Hunter also noted that ‘[t]he subject of ‘sameness’ in the pedagogy of multiculturalism is reinforced by the moral imperatives of ‘self-esteem’ and positive feeling. The language of sentiment and emotion is ubiquitous in the multicultural literature.’¹⁴ This is to be expected if Hunter was correct that ‘all we have left are our emotions’ after we lose our essential communities, and I think Kindly Inquisitors by Rauch provides plenty of examples of this emoting taking over.¹⁵ From Hunter:
‘The problem is the net effect of making self-esteem and the like a central emphasis of multicultural programs. The net effect of this explicit linkage is a glossing over of Difference. By emphasizing that what really matters is our sense of mutual esteem, an understanding of cultural differences quickly becomes subjugated to the imperative to make people feel good about themselves. For all its worthy intentions, the priority given to sentiment in this scheme reinforces the idea that differences really don’t matter; we need not take them seriously. Once more, Sameness triumphs over Difference.’¹⁶
‘The reduction of culture to sentiment […] has the effect of leveling out our differences. The language and logic of emotivism reinforces the idea that ‘we’re really not so different after all’.’¹⁷ This destroys the imperative to bring about substantive democracy, and additionally makes people lack the knowledge to be substantively democratic even when aware of the need for it. ‘When, on top of all of this, multiculturalism elevates emotional expression as the essence of our common humanity and good feeling as a moral and political imperative, the fundamental differences among cultures are leveled out. Culture is homogenized.’¹⁸ When sameness is dogma, difference paradoxically becomes insurmountable, and yet where essential difference is acknowledged, don’t we find ourselves in the same boat? Perhaps, but at least we know with what we’re dealing.
Similar to how tolerance establishes itself by belittling if not effacing the authority of the sources of the differences that should be tolerated, ‘multiculturalism denies the very category of Differences that constitutes the friction point between cultures — the substantive and, in this case, contradictory imperatives asserted by and embodied within different moral communities.’¹⁹ But even if in the name of raising cultural awareness, to deny the essential differences between cultures is to deny the cultures themselves: ‘one cannot hope to understand culture without understanding its central and commanding truth claims.’²⁰ Why are these claims overlooked?

> PROBLEMS:
a) Write out the passage on multiculturalism between "Similar to how" and "these claims overlooked?", inclusive.
b) In the passage on multiculturalism, which two moral imperatives reinforce the subject of "sameness" in the pedagogy of multiculturalism?

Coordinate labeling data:
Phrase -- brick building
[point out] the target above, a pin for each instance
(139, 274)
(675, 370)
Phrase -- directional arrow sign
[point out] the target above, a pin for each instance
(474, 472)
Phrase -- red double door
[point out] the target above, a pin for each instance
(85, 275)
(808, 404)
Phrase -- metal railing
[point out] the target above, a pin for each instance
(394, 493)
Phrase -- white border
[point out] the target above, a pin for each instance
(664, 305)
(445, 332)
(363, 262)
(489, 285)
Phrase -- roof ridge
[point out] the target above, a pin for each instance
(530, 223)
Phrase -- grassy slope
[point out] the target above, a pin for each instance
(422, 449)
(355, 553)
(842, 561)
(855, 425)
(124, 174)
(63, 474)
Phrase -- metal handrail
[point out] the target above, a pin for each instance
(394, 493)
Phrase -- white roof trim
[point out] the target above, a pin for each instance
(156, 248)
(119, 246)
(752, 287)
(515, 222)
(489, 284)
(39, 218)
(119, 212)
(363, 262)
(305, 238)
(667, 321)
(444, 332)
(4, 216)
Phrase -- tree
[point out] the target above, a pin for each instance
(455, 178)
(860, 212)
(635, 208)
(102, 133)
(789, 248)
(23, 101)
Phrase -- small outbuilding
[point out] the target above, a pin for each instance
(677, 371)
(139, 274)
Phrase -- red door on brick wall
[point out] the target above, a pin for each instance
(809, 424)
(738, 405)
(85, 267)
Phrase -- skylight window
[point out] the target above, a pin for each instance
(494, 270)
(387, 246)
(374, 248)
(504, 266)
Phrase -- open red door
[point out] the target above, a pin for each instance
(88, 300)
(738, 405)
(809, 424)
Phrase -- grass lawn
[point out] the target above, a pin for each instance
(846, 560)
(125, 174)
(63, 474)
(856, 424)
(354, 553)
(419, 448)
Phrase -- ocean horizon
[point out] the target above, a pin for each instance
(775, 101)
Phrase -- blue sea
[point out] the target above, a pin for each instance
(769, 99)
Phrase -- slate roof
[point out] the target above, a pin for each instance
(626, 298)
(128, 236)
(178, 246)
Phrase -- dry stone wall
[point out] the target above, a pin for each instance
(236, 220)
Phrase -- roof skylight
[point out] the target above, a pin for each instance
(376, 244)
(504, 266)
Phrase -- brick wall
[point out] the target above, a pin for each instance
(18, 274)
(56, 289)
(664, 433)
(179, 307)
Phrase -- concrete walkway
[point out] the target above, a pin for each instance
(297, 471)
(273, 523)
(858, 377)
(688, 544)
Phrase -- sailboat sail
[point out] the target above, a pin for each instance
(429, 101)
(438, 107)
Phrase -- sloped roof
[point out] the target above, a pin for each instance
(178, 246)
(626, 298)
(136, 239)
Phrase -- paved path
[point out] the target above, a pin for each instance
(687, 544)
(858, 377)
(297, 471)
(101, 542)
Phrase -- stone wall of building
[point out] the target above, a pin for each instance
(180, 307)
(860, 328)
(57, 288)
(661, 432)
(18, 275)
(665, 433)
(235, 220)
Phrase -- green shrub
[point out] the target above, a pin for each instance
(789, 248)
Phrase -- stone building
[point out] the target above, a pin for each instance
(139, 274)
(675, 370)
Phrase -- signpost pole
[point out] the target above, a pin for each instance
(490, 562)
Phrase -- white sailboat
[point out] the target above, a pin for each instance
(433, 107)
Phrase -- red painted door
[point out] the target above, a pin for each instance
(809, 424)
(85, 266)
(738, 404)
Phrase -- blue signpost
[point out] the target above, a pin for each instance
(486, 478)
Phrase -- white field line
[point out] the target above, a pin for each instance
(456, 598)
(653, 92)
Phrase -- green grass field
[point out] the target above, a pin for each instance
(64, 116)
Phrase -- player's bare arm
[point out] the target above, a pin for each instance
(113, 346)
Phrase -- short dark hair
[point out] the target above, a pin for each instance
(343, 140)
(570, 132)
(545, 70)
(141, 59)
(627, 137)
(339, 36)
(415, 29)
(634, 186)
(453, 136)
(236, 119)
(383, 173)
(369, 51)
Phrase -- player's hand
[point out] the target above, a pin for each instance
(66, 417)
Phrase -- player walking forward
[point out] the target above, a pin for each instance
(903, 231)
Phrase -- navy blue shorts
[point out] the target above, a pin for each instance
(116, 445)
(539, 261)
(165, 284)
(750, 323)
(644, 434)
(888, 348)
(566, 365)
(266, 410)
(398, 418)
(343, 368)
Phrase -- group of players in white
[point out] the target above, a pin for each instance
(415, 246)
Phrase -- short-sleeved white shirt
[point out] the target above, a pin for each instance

> EXPECTED OUTPUTS:
a)
Similar to how tolerance establishes itself by belittling if not effacing the authority of the sources of the differences that should be tolerated, ‘multiculturalism denies the very category of Differences that constitutes the friction point between cultures — the substantive and, in this case, contradictory imperatives asserted by and embodied within different moral communities.’¹⁹ But even if in the name of raising cultural awareness, to deny the essential differences between cultures is to deny the cultures themselves: ‘one cannot hope to understand culture without understanding its central and commanding truth claims.’²⁰ Why are these claims overlooked?

b) Self-esteem and positive feeling.